======== Extracted text

The head of the National Association of Evangelicals, who has stepped down while his church investigates a claim he paid a man for sex, had been working to broaden the evangelical agenda, raising the profile of the group but also drawing criticism from old guard leaders.

The Rev. Ted Haggard of Colorado had continued to fight abortion and acceptance of gay relationships in his three years as association president, recently championing a proposed ban on same-sex marriage on his home state's ballot. But he also prioritized anti-poverty work and environmental activism. The association recently started a project called "Re:Vision," meant to advance a "broad biblical agenda" to include improving health care and ending racism.

"He's helped to build up the organization," said John Green, senior fellow at the Pew Forum on Religion & Public Life. "He's also taken risks."

One of Haggard's biggest leaps came when he said he believed global warming was occurring, and that stopping climate change should be an evangelical priority.

His position drew a rebuke from some prominent evangelicals including James Dobson of Focus on the Family, leading Haggard to keep the association out of at least one religious environmental protection campaign this year. The NAE is an umbrella group that claims a membership of 45,000 conservative yet very diverse churches that usually act independently.

"It created some disgruntlement among certain evangelicals who thought that any attention diverted away from abortion was moving in the wrong direction," said Corwin Smidt, a political scientist at Calvin College who researches evangelicals.

Haggard resigned Thursday as president of the NAE and as pastor of his New Life Church in Colorado Springs, Colo., after a 49-year-old Denver man said the pastor had paid him to have sex monthly over the past three years. Haggard, a married father of five, denied the allegations.

The pastor, who is about 50, started his Colorado Springs church in 1985, seven years after graduating from Oral Roberts University. New Life has since expanded to 14,000 members, with a campus near the Air Force Academy that includes a 24-hour prayer center.

Recognizing the dramatic spread of conservative Christianity in Africa, Haggard travels to the continent about twice a year, taking other American pastors along to educate them about fast-growing churches abroad. He so admires the success of African pastors that he modeled the main sanctuary of his Colorado Springs church on a Nigerian megachurch.

His position with the evangelical association was influential; Haggard has participated in conference calls with White House staffers and has lobbied Congress for conservative U.S. Supreme Court justices. But the association is too decentralized for the kind of political organizing Dobson and other evangelical activists lead, Green said.

"The NAE sees itself as have primarily a religious mission and alongside that, religious mission, a public policy mission," Green said. "They have not been in the forefront of the political mobilization efforts, but they have cheered them on."

================
======== Given data

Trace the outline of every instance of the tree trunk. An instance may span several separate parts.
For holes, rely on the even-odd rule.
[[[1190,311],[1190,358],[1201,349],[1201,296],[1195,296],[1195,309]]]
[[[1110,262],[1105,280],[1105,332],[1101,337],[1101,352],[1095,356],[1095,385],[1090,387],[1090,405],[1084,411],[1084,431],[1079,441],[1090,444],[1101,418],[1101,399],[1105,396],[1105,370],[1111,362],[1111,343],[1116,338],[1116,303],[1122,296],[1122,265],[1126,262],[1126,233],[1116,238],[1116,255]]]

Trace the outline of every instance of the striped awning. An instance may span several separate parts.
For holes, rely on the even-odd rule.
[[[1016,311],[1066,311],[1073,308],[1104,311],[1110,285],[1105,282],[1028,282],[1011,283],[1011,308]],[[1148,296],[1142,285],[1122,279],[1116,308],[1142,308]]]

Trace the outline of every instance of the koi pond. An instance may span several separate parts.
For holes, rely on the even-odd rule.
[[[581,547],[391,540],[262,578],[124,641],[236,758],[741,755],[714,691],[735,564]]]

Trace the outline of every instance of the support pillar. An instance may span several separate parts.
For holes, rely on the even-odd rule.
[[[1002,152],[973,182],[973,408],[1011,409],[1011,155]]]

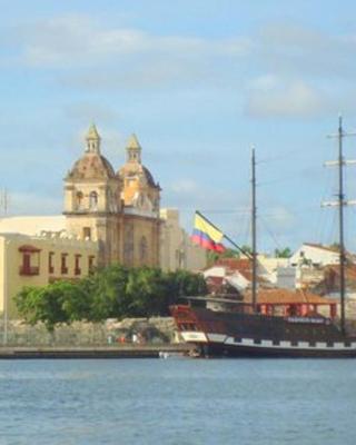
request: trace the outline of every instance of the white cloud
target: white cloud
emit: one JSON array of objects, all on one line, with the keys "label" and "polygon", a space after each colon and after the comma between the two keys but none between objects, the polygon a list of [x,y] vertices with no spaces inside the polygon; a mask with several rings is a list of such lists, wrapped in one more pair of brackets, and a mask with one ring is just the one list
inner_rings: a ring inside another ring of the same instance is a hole
[{"label": "white cloud", "polygon": [[329,110],[326,95],[303,81],[278,85],[270,80],[257,85],[247,98],[249,116],[312,117]]},{"label": "white cloud", "polygon": [[246,38],[209,40],[180,36],[160,37],[138,29],[103,28],[86,16],[67,16],[27,23],[12,29],[11,34],[19,47],[20,60],[33,67],[66,68],[68,63],[71,67],[92,66],[102,59],[128,55],[240,57],[249,51],[249,40]]},{"label": "white cloud", "polygon": [[13,191],[9,194],[9,215],[60,215],[62,198],[33,192]]}]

================

## Objectives
1 - Quote the passage of the Haggard article starting with "His position drew" and going on through "denied the allegations.", word for word.
2 - Print the lines of the listing word for word, starting with the line with "request: trace the" and going on through the line with "target: white cloud".
The article about Ted Haggard and the listing are unrelated material.

## Answers per task
1 -
His position drew a rebuke from some prominent evangelicals including James Dobson of Focus on the Family, leading Haggard to keep the association out of at least one religious environmental protection campaign this year. The NAE is an umbrella group that claims a membership of 45,000 conservative yet very diverse churches that usually act independently.

"It created some disgruntlement among certain evangelicals who thought that any attention diverted away from abortion was moving in the wrong direction," said Corwin Smidt, a political scientist at Calvin College who researches evangelicals.

Haggard resigned Thursday as president of the NAE and as pastor of his New Life Church in Colorado Springs, Colo., after a 49-year-old Denver man said the pastor had paid him to have sex monthly over the past three years. Haggard, a married father of five, denied the allegations.

2 -
request: trace the outline of every instance of the white cloud
target: white cloud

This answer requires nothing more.